6 Tips for Mindful Eating

As we head into the New Year, healthy eating resolutions are at the top of mind, and it can be easy to go overboard on restricting ourselves from the foods we love.

This can lead the pendulum the other way, letting us fall back into mindless eating, grabbing one bite after another without paying attention to hunger or fullness. When we eat without paying attention to our physical hungers, we end up missing out on the whole point: To enjoy and taste our food.

It’s immensely more enjoyable to eat in a more mindful way; that is, staying connected and paying attention to what and how we eat as a key part of balanced living. Mindful eating is based on the concept of mindfulness, which is paying attention without judgment to your present moment experience. This awareness-building practice cultivates your ability to stay connected to your overall eating experience. Here are six mindful eating tips to put into practice.

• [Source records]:

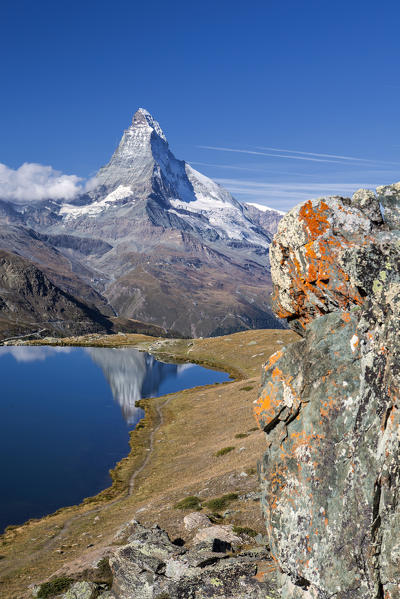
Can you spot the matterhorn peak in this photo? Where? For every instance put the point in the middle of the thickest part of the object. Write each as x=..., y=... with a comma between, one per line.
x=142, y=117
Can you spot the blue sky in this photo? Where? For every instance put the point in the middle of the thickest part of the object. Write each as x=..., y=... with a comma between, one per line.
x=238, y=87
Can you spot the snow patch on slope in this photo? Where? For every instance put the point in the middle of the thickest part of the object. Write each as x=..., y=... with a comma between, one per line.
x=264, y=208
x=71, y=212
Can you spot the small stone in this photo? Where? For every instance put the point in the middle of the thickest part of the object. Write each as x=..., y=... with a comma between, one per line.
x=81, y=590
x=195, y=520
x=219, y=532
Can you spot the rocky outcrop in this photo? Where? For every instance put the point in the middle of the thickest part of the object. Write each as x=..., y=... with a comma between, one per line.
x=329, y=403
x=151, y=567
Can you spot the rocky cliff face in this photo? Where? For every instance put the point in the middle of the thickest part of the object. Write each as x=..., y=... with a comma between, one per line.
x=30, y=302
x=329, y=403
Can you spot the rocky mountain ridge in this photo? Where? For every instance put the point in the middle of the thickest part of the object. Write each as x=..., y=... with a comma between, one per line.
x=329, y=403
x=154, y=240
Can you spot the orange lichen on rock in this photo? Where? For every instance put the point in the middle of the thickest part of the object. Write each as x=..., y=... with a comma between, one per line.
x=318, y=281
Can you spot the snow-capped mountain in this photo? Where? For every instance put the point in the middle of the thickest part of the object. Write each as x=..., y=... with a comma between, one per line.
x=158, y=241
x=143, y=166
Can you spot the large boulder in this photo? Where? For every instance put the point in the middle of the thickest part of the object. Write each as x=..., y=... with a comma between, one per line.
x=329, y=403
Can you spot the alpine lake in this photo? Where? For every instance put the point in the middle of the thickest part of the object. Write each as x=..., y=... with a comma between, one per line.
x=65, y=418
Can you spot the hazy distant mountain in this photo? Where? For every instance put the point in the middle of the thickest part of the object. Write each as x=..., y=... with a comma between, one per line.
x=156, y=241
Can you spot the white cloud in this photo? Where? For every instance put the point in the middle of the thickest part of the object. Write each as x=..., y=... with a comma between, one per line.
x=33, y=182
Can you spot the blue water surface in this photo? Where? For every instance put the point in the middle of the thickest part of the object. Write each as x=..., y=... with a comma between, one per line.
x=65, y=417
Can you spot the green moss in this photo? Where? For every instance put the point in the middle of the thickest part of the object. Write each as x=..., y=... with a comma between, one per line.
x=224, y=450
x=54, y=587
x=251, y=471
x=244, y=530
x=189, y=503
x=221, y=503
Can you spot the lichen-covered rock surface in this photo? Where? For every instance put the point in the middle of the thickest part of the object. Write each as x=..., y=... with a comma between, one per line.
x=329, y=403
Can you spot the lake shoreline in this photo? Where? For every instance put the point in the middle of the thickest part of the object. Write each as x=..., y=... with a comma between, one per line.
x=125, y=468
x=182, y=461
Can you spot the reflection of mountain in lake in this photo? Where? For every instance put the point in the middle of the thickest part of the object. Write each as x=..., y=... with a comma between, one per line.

==

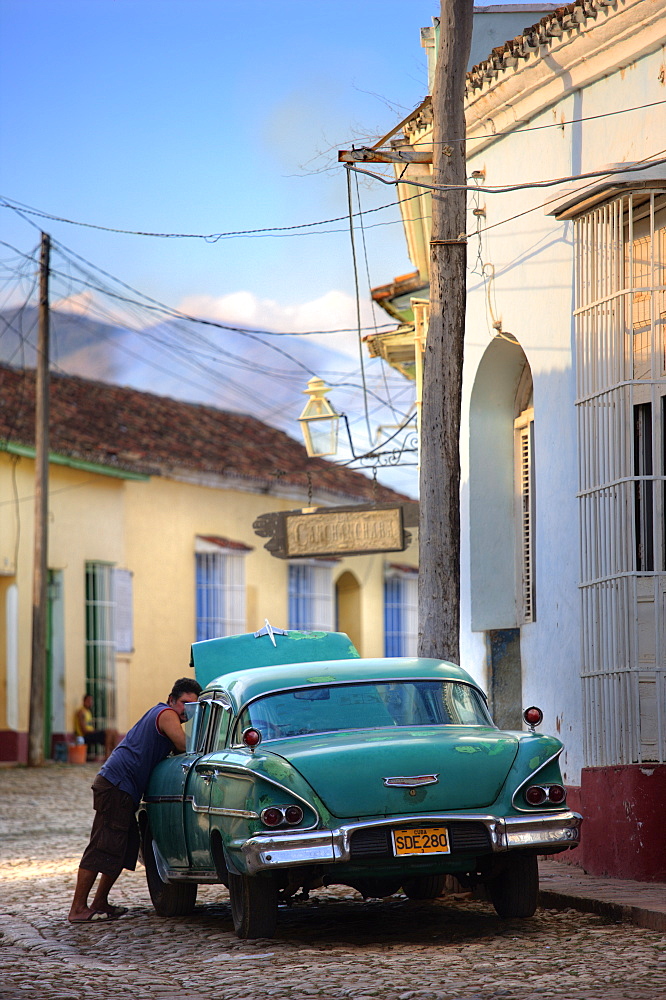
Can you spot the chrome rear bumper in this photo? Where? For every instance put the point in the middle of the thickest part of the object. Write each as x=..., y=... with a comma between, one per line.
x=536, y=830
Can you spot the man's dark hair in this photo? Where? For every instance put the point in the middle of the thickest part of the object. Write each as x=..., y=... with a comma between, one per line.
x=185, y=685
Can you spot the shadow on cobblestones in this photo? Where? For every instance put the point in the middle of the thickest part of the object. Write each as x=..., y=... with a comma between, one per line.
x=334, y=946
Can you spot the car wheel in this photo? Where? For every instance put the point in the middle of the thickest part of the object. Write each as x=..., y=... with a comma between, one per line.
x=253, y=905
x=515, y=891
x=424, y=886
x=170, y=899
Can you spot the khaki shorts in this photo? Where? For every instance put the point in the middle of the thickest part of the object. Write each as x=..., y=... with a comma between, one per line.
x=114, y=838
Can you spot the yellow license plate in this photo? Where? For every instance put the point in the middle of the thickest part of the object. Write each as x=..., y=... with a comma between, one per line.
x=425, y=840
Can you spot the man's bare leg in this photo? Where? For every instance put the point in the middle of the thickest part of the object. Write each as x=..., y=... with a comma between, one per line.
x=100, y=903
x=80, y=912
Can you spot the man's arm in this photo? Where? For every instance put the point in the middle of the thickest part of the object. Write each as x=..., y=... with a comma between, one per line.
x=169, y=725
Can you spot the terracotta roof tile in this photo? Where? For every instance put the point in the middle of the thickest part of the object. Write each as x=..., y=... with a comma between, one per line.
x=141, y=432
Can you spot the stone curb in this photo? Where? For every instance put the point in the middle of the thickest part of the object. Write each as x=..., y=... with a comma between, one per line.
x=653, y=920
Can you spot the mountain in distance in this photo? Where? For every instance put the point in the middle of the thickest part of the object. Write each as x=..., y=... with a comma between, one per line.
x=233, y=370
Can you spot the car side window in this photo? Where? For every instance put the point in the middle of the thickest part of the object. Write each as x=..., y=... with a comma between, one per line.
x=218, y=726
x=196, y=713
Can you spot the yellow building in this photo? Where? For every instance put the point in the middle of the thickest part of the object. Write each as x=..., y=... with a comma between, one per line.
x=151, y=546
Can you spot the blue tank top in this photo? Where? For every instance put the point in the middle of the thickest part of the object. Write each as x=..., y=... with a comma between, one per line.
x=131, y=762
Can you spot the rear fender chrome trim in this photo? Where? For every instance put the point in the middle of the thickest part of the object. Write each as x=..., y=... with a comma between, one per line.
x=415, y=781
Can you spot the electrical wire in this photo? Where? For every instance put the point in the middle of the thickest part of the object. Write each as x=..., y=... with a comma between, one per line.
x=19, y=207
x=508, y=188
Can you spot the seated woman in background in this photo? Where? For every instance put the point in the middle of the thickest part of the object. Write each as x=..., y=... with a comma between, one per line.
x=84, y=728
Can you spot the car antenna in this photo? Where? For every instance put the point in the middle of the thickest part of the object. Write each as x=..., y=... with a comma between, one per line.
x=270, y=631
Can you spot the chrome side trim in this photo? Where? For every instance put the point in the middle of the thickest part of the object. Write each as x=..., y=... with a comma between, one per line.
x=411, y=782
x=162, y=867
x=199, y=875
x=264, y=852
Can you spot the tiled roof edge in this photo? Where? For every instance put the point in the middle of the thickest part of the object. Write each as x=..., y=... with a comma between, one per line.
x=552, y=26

• [Given request A]: How does the mindful eating passage define mindfulness?
• [Given request B]: Quote the mindful eating passage starting at "It’s immensely more" and ending at "put into practice.".
• [Given request C]: What are the sentences of the mindful eating passage's final paragraph, the one that opens with "It’s immensely more enjoyable"? List each one.
The material comes from a separate source.

• [Final result A]: Mindfulness is paying attention without judgment to your present moment experience.

• [Final result B]:
It’s immensely more enjoyable to eat in a more mindful way; that is, staying connected and paying attention to what and how we eat as a key part of balanced living. Mindful eating is based on the concept of mindfulness, which is paying attention without judgment to your present moment experience. This awareness-building practice cultivates your ability to stay connected to your overall eating experience. Here are six mindful eating tips to put into practice.

• [Final result C]:
- It’s immensely more enjoyable to eat in a more mindful way; that is, staying connected and paying attention to what and how we eat as a key part of balanced living.
- Mindful eating is based on the concept of mindfulness, which is paying attention without judgment to your present moment experience.
- This awareness-building practice cultivates your ability to stay connected to your overall eating experience.
- Here are six mindful eating tips to put into practice.